• 原文抜粋
········
【8月4日 AFP】陰謀論を唱える「Qアノン(QAnon)」と呼ばれるグループ関連のアカウント、約7000件を停止するとの7月21日のツイッター(Twitter)の発表は、Qアノンが米政治の主流にまで及んでいることを浮き彫りにした。

 Qアノンは2017年、児童誘拐や「ディープステート(闇の政府)」などの陰謀論を主張するソーシャルメディアへの匿名の投稿から始まった、緩くつながるグループだ。指導者も実体もない運動だが、ドナルド・トランプ(Donald Trump)大統領のツイッター(Twitter)上では存在感を示している。

 Qアノンの運動については、暴力を引き起こす可能性があるとの懸念が高まっている。米連邦捜査局(FBI)は昨年発表した報告書で、Qアノンは「過激主義者の集団または個人を、犯罪や暴力行為」に駆り立てる可能性があるいくつかの運動の一つだと述べている。

■反マスク、反外出制限

 Qアノンは匿名「Q」と名乗る人物による、非主流派の複数のソーシャルメディアへの投稿から始まった。Qはこの中で、民主党が世界的な児童誘拐と性的人身売買を行っているとし、米諜報(ちょうほう)機関の上層部「ディープステート」はトランプ氏に対し陰謀を企てていると主張した。

 Qはその後、自らの主張を主流のソーシャルメディアに投稿。トランプ氏自身が米政権内で自分に対する陰謀が実際に存在すると繰り返したこともあり、Qアノンは支持を広げていった。
········
• 提示データ

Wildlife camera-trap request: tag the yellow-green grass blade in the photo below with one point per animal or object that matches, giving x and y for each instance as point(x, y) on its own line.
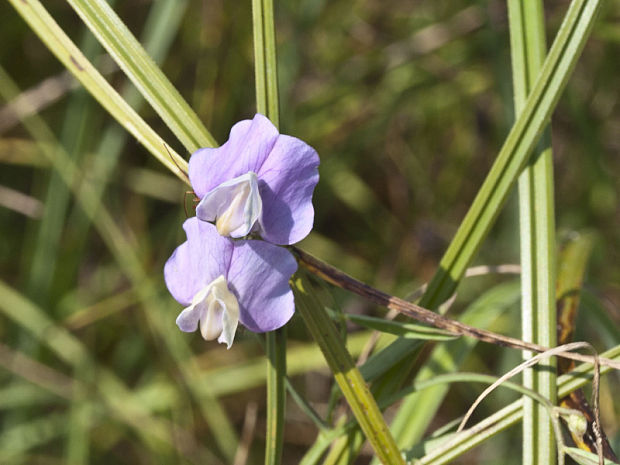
point(148, 78)
point(65, 50)
point(537, 234)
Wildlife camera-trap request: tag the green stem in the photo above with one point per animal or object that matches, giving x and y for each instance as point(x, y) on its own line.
point(266, 78)
point(276, 395)
point(537, 232)
point(346, 374)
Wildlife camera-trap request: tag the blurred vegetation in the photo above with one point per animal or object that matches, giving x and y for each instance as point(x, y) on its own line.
point(407, 103)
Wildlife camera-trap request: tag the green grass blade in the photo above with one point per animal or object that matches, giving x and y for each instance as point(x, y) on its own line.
point(144, 73)
point(266, 80)
point(346, 374)
point(515, 152)
point(537, 232)
point(65, 50)
point(418, 410)
point(521, 140)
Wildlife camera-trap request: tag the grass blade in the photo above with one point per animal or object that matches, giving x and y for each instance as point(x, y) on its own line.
point(537, 232)
point(144, 73)
point(346, 374)
point(266, 80)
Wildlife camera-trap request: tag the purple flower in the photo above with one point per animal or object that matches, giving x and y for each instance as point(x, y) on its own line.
point(222, 282)
point(258, 181)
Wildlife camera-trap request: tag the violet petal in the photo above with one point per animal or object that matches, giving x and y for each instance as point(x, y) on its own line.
point(259, 274)
point(286, 181)
point(248, 145)
point(198, 261)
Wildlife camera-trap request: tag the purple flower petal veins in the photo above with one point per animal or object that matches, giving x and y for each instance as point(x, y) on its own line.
point(258, 181)
point(222, 282)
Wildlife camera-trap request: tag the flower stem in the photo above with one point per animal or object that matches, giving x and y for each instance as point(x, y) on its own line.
point(266, 78)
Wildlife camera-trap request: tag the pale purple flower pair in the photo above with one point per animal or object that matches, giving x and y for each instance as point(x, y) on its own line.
point(258, 183)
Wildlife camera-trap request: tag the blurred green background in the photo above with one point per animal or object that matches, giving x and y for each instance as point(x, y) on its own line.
point(407, 103)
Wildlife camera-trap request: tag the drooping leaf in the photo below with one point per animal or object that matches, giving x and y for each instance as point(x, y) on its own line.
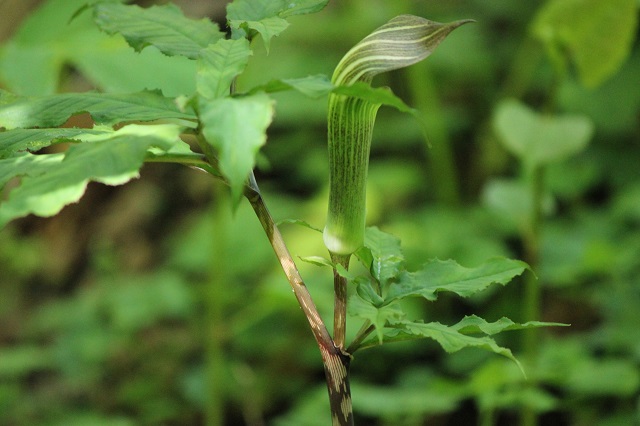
········
Qアノンの記事の「Qアノンの運動については、暴」から「陰謀を企てていると主張した。」までを、「報告書」を「文書」に置き換えて書き直してもらえますか?

Qアノンの運動については、暴力を引き起こす可能性があるとの懸念が高まっている。米連邦捜査局(FBI)は昨年発表した文書で、Qアノンは「過激主義者の集団または個人を、犯罪や暴力行為」に駆り立てる可能性があるいくつかの運動の一つだと述べている。

■反マスク、反外出制限

 Qアノンは匿名「Q」と名乗る人物による、非主流派の複数のソーシャルメディアへの投稿から始まった。Qはこの中で、民主党が世界的な児童誘拐と性的人身売買を行っているとし、米諜報(ちょうほう)機関の上層部「ディープステート」はトランプ氏に対し陰謀を企てていると主張した。